What this exercise asks:
(a) In the excerpt on maxillary J-P suction tubes after Le Fort I osteotomy, what software was used for the statistical analyses?
(b) In the excerpt on maxillary J-P suction tubes, the paragraph on statistical analyses names the measures compared between the two groups of patients. List every measure it names.

To delineate the area for volume measurement, we identified the borders of the maxillary sinus to mark its scope and created 3D reconstructions of the CT slices to measure the volume. We calculated the volume showing haziness (indicating accumulated blood) by subtracting the volume of empty space within the maxillary sinus from the total volume after surgery (Fig. 3). After making these volume measurements for the right and left sides, we used them to calculate the ratio between total maxillary sinus volume and volume of accumulated blood and compared them between patients with and without a maxillary J-P tube.
Postoperative 3D evaluation of facial swelling with and without J-P suction tube insertion
Facial CT scans obtained within 1 month before and 4 days after surgery were used to compare midfacial swelling between patients with and without a J-P suction tube inserted in the maxilla. To measure the amount of midfacial swelling after a Le Fort I osteotomy, we used differences in facial volumes. For this purpose, we 3D reconstructed the Digital Imaging and Communications in Medicine (i.e., DICOM) files of the preoperative and postoperative facial CT scans, using Mimics software, and exported them as stereolithography files. These files were subjected to surface-based registration with respect to the cranium and imported back to Mimics.
We examined the soft tissue above the site of the maxillary Le Fort I osteotomy and 15 mm below the surface parallel to the FrankFort horizontal plane and passing by the infraorbital foramen. This soft tissue was on a 140-mm-wide sagittal plane lying perpendicular to the horizontal plane and passing by the furthest lateral point on the zygomatic arch. Differences in the facial volume before and after surgery were calculated as a measure of facial swelling using a 3D model (Fig. 4). We first determined the area of soft tissue to be examined for assessment of swelling on the postoperative CT. After overlapping the preoperative CT scans and 3D images of the skull, we inferred facial swelling from the volume of remaining soft tissue after taking the difference between preoperative and postoperative scans.
We used the t test to compare the mean amount of midfacial swelling and haziness in the maxillary sinus. We also compared mean age and BMI between the groups with and without a maxillary J-P suction tube and examined the correlation between the amount of bleeding and BMI in each group. For statistical analyses, we used IBM SPSS Statistics version 23 (IBM Corp., Armonk, NY, USA) and set P < .05 to indicate statistical significance.
As noted, 66 patients were included, 41 who had a J-P suction tube inserted in both the mandible and maxilla, and 25 who had a J-P suction drain inserted in the mandible only (no maxillary suction drain). The sex ratio was 18:23 (female:male) and mean age (±SD) was 22.2 ± 3.5 years in the group with a maxillary suction tube, compared to 11:14 and 23.8 ± 6.3 years in the group without a maxillary suction tube.

Supplied information:
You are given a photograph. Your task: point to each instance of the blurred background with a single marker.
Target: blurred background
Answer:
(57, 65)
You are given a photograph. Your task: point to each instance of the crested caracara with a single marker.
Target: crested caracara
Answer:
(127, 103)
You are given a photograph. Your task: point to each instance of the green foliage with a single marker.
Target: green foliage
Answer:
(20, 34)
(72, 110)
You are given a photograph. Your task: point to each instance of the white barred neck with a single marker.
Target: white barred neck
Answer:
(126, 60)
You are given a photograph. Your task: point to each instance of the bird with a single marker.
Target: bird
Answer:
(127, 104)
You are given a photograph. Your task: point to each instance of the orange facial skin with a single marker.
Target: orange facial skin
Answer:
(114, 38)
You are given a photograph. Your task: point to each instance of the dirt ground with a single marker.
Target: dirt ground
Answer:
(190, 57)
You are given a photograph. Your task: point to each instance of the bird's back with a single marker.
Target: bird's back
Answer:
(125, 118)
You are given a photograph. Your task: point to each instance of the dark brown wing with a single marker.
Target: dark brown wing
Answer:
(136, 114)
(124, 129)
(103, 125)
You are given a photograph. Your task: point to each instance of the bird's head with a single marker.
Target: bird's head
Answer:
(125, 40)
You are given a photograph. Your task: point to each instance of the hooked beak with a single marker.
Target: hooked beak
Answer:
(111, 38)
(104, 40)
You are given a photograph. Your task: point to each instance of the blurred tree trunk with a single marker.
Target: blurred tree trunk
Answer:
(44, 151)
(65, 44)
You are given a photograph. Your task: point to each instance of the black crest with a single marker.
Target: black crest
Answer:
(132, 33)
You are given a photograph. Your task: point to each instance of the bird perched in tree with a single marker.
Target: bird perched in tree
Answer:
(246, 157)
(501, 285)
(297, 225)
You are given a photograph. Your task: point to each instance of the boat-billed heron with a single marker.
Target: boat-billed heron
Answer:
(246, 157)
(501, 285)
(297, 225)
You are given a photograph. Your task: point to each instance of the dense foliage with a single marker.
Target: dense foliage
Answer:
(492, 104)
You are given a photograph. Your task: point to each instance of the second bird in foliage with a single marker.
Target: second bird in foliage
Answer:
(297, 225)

Set of answers:
(a) IBM SPSS Statistics version 23

(b)
- Mean amount of midfacial swelling
- Haziness in the maxillary sinus
- Mean age
- BMI